* **WHAT IS EXPECTED**:
Repeat word for word the part of the article about Fred King's Department Store that starts at "For 44 years, Fred" and ends at "store in Anderson.".

For 44 years, Fred King’s Department Store has been a tradition in Red Bay.
It is time now for the tradition to end.
Fred King’s Department Store will be closing its doors in January after a lifetime of sales and service to the area.
“We had never been to Red Bay when we came here with our suitcases 44 years ago,” Edna Holley, shop owner said.
“We began the business and have been here ever since,” said Odus Holley.
Edna’s father, Fred King, had opened a department store in Anderson.
After Odus returned from the war in 1945, King located the store building in Red Bay and sent his young daughter and son-in-law to operate their new business.
“We lived in the Red Bay Hotel for three months,” Edna said, “before we found a house to live in.”
“We didn’t have a car either” for about six months,” Odus said, “The times were hard back then, just after the war.”
“After the war merchandise was scarce,” Edna said. “We sold whatever we could find to sell. We sold material, notions, patterns and ready-made clothes.”
“We always stuck to the good-quality merchandise though,” Odus said.
Edna’s family owned and operated a department store when she was a child, and it was only natural for her to become involved in the retail business.
The couple has worked side-byside since they made the move to Red Bay 44 years ago.

[Data drawn from a collection]

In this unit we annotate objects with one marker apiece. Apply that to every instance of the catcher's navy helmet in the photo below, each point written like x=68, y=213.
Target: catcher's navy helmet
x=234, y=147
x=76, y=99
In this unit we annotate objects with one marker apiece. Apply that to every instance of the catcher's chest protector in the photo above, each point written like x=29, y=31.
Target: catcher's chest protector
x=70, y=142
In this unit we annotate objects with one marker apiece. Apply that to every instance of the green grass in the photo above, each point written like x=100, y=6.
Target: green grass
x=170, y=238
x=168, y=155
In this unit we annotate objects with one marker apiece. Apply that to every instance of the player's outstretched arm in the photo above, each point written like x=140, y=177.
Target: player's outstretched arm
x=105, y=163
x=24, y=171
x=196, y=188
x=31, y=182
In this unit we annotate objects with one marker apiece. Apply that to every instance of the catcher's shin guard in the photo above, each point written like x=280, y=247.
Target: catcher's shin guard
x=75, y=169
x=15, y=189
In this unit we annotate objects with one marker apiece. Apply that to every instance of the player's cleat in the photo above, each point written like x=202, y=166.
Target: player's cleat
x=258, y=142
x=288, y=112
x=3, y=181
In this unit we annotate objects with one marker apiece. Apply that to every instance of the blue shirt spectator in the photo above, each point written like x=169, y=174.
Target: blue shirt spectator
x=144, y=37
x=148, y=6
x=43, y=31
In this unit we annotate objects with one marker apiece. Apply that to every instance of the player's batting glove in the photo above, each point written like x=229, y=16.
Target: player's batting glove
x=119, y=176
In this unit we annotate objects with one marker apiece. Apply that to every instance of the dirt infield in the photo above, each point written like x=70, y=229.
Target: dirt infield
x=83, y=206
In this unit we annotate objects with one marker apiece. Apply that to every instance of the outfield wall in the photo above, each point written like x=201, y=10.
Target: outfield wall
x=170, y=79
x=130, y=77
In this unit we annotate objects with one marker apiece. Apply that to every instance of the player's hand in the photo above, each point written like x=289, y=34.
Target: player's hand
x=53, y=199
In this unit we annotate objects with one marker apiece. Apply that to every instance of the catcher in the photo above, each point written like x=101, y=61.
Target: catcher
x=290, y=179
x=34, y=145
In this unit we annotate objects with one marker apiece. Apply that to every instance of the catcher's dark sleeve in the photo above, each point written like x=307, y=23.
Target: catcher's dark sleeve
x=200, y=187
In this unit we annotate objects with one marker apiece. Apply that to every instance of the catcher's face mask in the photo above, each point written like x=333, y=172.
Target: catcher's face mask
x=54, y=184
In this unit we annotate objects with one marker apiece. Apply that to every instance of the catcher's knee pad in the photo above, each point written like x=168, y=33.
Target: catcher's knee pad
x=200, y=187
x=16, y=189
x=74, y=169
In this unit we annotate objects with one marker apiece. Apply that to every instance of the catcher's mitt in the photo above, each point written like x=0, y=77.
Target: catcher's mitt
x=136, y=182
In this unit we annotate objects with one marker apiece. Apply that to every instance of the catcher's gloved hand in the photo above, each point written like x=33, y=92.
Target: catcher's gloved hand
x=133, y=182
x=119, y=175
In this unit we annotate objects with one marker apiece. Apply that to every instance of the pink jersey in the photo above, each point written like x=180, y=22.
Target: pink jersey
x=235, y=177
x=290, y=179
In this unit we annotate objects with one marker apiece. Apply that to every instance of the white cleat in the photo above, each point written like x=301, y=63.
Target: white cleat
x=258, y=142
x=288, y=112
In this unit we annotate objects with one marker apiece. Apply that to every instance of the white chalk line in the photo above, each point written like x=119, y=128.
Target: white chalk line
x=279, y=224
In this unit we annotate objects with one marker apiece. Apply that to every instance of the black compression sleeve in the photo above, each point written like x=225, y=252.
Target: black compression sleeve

* **PROBLEM SOLUTION**:
For 44 years, Fred King’s Department Store has been a tradition in Red Bay.
It is time now for the tradition to end.
Fred King’s Department Store will be closing its doors in January after a lifetime of sales and service to the area.
“We had never been to Red Bay when we came here with our suitcases 44 years ago,” Edna Holley, shop owner said.
“We began the business and have been here ever since,” said Odus Holley.
Edna’s father, Fred King, had opened a department store in Anderson.